── ENTRIES SHOWN ──

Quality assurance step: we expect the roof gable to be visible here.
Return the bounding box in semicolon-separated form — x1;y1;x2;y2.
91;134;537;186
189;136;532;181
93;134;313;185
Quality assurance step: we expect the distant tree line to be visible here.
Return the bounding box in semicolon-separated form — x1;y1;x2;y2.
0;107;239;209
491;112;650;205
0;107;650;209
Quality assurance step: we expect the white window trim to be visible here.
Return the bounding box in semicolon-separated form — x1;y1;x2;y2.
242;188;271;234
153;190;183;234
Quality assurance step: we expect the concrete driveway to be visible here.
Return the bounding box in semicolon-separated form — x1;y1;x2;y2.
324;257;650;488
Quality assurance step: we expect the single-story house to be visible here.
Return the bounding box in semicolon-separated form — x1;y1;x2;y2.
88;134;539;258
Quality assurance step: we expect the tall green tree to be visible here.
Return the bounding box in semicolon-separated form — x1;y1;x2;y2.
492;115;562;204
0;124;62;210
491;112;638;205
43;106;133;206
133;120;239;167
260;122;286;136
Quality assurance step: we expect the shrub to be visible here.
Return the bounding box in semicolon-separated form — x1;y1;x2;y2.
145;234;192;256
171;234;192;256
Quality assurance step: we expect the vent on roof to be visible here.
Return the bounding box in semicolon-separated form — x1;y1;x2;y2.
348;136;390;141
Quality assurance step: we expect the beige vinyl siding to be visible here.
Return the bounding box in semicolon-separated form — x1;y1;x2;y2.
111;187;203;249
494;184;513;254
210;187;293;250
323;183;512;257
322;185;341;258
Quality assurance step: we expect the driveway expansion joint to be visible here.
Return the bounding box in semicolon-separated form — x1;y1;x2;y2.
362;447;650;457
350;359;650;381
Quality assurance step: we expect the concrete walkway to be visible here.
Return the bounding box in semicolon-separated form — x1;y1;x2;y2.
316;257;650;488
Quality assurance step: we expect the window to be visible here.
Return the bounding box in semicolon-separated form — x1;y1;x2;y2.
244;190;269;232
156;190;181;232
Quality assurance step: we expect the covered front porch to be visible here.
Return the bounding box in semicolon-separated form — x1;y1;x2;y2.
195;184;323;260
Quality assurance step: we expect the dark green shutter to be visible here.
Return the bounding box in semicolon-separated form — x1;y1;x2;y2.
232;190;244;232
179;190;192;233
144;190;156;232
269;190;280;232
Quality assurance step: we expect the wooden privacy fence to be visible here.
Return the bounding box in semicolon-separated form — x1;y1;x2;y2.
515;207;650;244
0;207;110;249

───

THE EXERCISE:
Add 105 to every bounding box coordinate, then write out everything in the listing from the line containing "Quality assurance step: we expect the covered" down to the line containing "195;184;323;260", reproducing every other line unchanged.

THE RESPONSE:
Quality assurance step: we expect the covered front porch to be visible here.
Return the bounding box in semicolon-separated form — x1;y1;x2;y2.
300;289;428;365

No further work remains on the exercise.